begin Supplied data

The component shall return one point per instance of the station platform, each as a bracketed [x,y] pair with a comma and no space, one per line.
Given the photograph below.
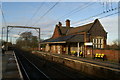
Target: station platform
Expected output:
[10,67]
[98,68]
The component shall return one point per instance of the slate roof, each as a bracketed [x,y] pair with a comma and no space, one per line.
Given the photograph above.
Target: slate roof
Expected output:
[69,38]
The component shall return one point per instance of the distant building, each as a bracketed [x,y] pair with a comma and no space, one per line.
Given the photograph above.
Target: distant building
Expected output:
[66,38]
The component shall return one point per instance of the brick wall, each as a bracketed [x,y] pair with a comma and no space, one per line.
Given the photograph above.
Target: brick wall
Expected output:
[112,55]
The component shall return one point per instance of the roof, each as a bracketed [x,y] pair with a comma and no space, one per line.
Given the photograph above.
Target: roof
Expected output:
[69,38]
[70,30]
[69,33]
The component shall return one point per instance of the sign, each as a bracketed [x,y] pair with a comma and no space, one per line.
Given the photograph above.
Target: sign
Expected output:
[88,43]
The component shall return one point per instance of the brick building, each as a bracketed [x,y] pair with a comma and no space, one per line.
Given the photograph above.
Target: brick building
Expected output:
[66,38]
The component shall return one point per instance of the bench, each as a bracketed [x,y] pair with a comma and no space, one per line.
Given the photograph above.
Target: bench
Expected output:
[99,56]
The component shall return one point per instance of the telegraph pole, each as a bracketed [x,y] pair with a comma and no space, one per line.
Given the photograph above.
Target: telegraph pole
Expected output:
[39,40]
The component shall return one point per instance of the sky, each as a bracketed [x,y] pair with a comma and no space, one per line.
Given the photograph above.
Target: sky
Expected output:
[34,14]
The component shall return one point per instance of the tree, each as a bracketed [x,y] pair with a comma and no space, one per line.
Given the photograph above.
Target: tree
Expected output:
[27,40]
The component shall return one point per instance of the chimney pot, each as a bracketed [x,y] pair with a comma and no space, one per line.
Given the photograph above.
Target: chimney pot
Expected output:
[67,23]
[59,24]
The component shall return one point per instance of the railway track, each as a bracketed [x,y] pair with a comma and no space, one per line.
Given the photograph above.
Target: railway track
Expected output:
[29,70]
[51,69]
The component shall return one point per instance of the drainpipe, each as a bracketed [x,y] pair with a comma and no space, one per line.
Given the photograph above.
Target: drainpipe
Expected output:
[78,49]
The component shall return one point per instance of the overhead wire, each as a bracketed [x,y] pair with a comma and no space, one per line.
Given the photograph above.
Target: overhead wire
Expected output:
[95,15]
[46,13]
[35,13]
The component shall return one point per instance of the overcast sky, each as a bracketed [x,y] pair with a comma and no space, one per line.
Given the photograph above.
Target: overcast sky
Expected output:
[30,14]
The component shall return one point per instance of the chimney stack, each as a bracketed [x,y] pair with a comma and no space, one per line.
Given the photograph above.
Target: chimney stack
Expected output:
[67,23]
[59,24]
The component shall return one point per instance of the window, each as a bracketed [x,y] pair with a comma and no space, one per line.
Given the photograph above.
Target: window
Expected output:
[97,42]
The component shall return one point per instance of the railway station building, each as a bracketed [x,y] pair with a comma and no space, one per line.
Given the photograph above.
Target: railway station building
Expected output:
[85,38]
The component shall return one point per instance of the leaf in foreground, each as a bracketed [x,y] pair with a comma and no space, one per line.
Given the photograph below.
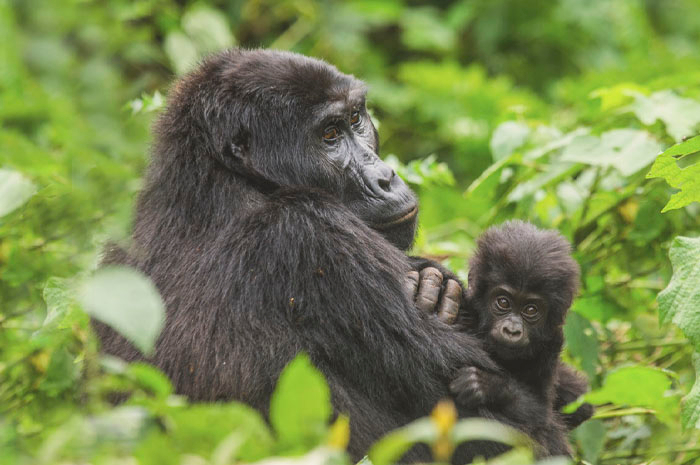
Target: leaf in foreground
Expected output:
[126,300]
[679,303]
[686,179]
[15,189]
[637,386]
[301,405]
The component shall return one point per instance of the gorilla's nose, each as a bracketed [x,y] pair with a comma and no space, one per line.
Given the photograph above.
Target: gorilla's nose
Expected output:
[512,333]
[379,178]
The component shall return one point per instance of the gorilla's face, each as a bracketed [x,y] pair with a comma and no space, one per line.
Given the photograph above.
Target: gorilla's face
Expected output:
[343,136]
[306,124]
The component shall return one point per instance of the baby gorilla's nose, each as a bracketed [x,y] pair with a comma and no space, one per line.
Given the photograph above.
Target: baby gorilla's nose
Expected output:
[511,332]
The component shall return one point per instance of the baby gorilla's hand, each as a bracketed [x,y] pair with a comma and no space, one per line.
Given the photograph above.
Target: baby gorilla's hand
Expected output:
[431,296]
[474,387]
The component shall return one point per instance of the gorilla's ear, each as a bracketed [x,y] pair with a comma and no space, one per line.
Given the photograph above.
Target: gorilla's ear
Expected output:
[236,159]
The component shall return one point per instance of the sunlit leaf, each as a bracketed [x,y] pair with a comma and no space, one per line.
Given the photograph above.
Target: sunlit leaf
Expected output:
[680,303]
[637,386]
[680,115]
[627,150]
[301,404]
[15,190]
[507,137]
[686,179]
[127,301]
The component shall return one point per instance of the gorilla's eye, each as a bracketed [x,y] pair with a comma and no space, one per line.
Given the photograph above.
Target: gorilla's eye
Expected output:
[355,119]
[331,134]
[530,311]
[502,302]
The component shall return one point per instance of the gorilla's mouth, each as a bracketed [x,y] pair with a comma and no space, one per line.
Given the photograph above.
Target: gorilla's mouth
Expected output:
[402,218]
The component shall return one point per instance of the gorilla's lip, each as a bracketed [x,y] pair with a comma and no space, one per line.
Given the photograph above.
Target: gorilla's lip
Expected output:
[402,218]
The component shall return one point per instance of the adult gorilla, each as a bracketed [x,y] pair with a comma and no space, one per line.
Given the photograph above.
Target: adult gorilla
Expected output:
[270,226]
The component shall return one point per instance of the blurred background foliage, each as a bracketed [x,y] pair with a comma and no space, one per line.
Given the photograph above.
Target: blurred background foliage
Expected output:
[548,110]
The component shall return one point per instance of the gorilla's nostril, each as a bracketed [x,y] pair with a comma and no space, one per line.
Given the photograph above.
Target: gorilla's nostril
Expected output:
[385,184]
[512,333]
[385,181]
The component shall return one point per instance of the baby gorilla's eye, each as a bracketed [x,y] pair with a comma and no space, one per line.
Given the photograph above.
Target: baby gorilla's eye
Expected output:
[355,119]
[530,311]
[331,134]
[503,302]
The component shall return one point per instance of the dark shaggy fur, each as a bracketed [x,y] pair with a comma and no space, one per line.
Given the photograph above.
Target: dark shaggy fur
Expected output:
[536,266]
[257,235]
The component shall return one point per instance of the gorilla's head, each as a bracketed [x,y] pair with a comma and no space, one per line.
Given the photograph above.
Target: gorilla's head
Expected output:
[290,121]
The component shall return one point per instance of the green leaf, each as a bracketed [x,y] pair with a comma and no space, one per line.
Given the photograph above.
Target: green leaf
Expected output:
[507,137]
[150,378]
[591,437]
[200,428]
[627,150]
[680,115]
[181,51]
[393,445]
[680,303]
[690,411]
[637,386]
[126,300]
[15,190]
[686,179]
[301,404]
[208,28]
[582,342]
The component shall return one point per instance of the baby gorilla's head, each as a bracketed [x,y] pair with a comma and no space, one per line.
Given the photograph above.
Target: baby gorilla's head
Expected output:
[522,281]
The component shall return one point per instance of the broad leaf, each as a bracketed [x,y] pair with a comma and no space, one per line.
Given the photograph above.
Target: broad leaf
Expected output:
[680,303]
[627,150]
[15,189]
[127,301]
[680,115]
[301,405]
[508,137]
[686,179]
[637,386]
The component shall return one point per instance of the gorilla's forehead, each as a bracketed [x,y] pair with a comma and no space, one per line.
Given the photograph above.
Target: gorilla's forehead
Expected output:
[289,78]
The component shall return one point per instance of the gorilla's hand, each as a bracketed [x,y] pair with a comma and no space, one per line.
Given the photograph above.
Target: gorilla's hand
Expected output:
[475,387]
[432,296]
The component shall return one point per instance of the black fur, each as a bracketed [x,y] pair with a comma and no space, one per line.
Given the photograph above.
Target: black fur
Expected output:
[257,234]
[537,267]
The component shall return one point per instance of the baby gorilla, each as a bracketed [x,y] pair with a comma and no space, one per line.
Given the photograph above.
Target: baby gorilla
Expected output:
[522,281]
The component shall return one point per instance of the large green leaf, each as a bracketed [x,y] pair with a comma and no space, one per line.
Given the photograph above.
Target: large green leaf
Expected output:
[680,115]
[301,405]
[627,150]
[680,303]
[15,189]
[507,137]
[637,386]
[686,179]
[127,301]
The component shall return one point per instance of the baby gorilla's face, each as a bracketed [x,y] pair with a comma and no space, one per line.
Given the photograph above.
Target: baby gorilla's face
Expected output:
[517,319]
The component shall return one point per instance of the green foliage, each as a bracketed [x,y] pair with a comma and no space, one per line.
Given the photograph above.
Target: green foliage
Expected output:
[680,303]
[15,189]
[301,405]
[687,179]
[126,300]
[549,111]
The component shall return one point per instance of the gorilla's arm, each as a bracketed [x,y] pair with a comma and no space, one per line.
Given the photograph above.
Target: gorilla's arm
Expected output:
[323,282]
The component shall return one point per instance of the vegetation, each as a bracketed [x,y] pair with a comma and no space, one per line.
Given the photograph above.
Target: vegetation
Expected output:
[550,111]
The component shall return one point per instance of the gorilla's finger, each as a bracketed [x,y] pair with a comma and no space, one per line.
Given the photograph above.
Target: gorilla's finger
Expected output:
[449,305]
[429,289]
[411,285]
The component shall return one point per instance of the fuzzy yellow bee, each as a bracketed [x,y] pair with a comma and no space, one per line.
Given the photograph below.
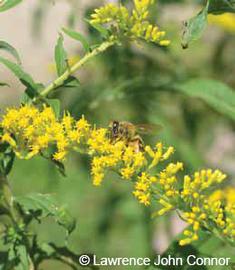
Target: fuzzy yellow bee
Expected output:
[130,133]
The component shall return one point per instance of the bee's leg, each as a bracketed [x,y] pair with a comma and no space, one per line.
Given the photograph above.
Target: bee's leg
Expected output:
[137,143]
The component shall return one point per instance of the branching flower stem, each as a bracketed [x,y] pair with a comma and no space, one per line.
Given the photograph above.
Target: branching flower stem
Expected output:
[61,79]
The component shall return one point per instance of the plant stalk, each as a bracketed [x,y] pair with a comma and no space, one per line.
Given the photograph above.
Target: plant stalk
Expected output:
[60,80]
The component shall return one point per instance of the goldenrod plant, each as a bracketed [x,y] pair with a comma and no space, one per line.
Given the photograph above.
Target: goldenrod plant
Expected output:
[165,174]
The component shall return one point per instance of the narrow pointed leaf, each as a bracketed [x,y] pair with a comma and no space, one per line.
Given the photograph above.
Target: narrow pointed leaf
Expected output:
[60,56]
[10,49]
[77,36]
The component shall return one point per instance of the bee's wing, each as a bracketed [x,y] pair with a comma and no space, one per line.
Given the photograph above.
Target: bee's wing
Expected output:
[148,128]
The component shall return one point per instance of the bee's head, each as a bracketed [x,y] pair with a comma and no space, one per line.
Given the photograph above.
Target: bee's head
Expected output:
[114,128]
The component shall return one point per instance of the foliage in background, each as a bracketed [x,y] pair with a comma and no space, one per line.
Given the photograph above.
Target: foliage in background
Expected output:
[140,85]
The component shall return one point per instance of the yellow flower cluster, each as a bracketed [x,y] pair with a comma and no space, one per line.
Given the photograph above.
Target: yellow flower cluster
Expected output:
[225,20]
[32,131]
[133,25]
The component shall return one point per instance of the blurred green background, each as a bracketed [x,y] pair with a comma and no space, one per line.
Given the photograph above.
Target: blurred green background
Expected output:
[133,83]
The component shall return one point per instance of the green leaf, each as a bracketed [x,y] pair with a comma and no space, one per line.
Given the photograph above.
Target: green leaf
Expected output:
[102,30]
[221,6]
[55,105]
[194,27]
[44,205]
[7,4]
[10,49]
[4,84]
[77,36]
[60,56]
[23,258]
[24,77]
[216,94]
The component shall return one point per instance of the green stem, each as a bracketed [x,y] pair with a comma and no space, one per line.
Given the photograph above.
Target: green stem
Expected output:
[7,198]
[60,80]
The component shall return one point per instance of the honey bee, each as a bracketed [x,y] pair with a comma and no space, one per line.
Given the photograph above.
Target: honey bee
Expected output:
[130,133]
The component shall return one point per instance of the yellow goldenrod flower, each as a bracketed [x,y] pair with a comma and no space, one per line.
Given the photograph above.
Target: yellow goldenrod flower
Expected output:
[133,25]
[225,21]
[30,131]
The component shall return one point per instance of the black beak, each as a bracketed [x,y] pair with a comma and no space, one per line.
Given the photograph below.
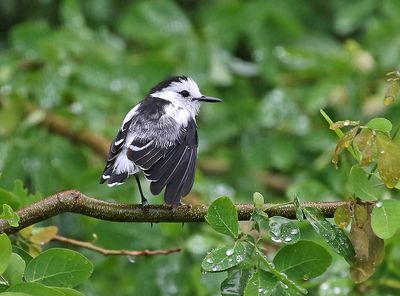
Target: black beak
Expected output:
[208,99]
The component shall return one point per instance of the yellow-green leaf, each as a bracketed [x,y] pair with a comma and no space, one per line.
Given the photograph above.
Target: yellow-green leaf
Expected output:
[388,160]
[364,142]
[368,247]
[380,124]
[344,142]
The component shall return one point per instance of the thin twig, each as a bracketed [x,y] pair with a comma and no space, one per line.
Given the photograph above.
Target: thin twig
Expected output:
[108,252]
[76,202]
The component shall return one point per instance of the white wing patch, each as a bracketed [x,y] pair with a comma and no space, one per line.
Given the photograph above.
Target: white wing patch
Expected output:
[135,148]
[123,164]
[129,116]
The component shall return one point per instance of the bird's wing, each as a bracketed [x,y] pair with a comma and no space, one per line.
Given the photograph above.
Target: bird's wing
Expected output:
[172,167]
[115,157]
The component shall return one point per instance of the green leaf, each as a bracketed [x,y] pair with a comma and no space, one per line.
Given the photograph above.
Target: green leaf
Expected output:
[261,219]
[385,219]
[59,267]
[364,142]
[338,131]
[9,214]
[261,283]
[5,252]
[333,235]
[284,290]
[222,217]
[344,142]
[236,282]
[223,258]
[342,216]
[15,294]
[380,124]
[15,270]
[283,230]
[34,289]
[362,188]
[369,248]
[68,291]
[258,200]
[303,260]
[388,160]
[22,253]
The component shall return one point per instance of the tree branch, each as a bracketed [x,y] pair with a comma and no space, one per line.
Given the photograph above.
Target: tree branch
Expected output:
[108,252]
[76,202]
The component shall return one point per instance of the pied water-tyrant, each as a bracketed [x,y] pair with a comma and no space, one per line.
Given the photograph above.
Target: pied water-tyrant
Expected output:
[159,138]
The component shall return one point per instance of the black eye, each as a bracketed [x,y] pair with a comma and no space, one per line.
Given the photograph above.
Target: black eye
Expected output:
[185,93]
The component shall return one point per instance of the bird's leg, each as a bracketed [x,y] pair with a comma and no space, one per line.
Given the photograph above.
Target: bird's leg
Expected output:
[143,199]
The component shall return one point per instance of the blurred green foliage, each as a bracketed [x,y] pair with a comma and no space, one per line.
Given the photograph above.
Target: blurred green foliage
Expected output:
[275,64]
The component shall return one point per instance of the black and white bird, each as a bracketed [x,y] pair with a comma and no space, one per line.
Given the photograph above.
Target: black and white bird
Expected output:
[159,138]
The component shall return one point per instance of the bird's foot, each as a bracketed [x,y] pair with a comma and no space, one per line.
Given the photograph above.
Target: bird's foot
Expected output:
[189,206]
[145,203]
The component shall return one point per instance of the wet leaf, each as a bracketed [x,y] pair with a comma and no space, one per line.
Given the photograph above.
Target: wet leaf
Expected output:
[294,290]
[303,260]
[344,142]
[299,212]
[342,216]
[283,230]
[364,142]
[261,283]
[333,235]
[223,258]
[258,200]
[380,124]
[368,247]
[236,282]
[344,123]
[59,267]
[385,219]
[35,289]
[388,160]
[392,91]
[222,217]
[360,184]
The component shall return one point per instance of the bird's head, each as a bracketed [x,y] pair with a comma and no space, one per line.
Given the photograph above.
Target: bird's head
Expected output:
[183,92]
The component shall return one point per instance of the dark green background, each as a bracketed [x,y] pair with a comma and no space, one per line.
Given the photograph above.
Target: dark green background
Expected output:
[275,64]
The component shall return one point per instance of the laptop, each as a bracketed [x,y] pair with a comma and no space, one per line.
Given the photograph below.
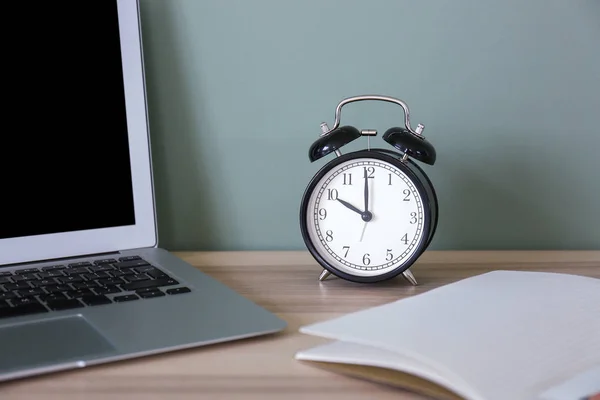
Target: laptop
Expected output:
[82,278]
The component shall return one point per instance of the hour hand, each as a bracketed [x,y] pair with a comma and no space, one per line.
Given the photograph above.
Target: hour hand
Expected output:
[350,206]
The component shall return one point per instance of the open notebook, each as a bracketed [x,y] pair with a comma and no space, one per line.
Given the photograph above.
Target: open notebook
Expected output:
[502,335]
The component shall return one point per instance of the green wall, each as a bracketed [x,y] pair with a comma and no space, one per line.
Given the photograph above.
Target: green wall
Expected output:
[509,92]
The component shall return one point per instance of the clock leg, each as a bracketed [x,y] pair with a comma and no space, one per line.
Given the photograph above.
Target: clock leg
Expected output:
[410,277]
[324,275]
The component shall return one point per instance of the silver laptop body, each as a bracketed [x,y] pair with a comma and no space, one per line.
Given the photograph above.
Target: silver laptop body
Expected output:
[82,279]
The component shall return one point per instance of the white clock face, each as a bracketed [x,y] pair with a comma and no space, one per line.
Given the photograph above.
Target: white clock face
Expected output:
[365,217]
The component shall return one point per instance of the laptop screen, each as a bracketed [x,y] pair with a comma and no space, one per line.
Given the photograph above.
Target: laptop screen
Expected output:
[64,163]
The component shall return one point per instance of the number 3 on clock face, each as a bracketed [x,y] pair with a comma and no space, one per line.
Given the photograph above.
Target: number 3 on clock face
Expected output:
[366,216]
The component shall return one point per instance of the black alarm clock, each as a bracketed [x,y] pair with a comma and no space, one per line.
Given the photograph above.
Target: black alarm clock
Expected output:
[368,215]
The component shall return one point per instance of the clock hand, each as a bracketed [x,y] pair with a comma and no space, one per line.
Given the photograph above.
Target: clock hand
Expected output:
[363,232]
[366,192]
[350,206]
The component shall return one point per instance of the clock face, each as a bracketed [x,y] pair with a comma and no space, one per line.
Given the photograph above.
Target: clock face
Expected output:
[365,217]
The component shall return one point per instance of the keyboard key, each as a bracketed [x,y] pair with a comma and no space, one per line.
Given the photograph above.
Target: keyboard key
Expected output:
[53,297]
[85,285]
[106,290]
[50,274]
[25,309]
[128,297]
[53,268]
[24,277]
[24,301]
[124,272]
[129,258]
[57,288]
[147,294]
[64,304]
[43,282]
[105,261]
[76,271]
[17,286]
[153,272]
[136,278]
[96,300]
[79,293]
[30,292]
[131,264]
[7,295]
[149,284]
[103,267]
[110,281]
[70,279]
[27,271]
[179,290]
[80,264]
[5,279]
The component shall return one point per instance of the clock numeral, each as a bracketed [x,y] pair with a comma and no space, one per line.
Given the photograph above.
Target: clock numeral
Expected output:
[366,259]
[329,236]
[322,214]
[347,179]
[347,248]
[406,194]
[413,218]
[331,194]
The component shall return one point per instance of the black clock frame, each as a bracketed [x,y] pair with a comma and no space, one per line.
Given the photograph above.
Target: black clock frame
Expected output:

end Supplied data

Write out the lines above, starting at the line that contains "of the keyboard" and ending with the final line, and nothing else; copy them exactly.

The component shall return one point per instance of the keyboard key, each as a bracketed [x,y] pair with a comma and no space, one per line.
Given the photograph above.
Target: keyboard key
Expected output:
[53,297]
[85,285]
[106,290]
[50,274]
[25,309]
[128,297]
[53,268]
[24,277]
[24,301]
[124,272]
[129,258]
[57,288]
[147,294]
[64,304]
[43,282]
[105,261]
[76,271]
[17,286]
[153,272]
[136,278]
[96,300]
[79,293]
[30,292]
[131,264]
[7,295]
[149,284]
[103,267]
[110,281]
[70,279]
[27,271]
[179,290]
[80,264]
[5,279]
The component shall return one point per instance of the clock numeral, each as a bracketed [x,y] pair with a comma and no space, one per line.
Given the photograph above.
Target: clock numeral
Expected output:
[366,259]
[329,236]
[322,214]
[347,179]
[347,248]
[406,194]
[413,218]
[331,194]
The component shall return one point per instance of the black clock frame, each as a bracketed [x,y] pair with a comma and no space, one per line.
Given the photograph above.
Target: black clock frame
Expected output:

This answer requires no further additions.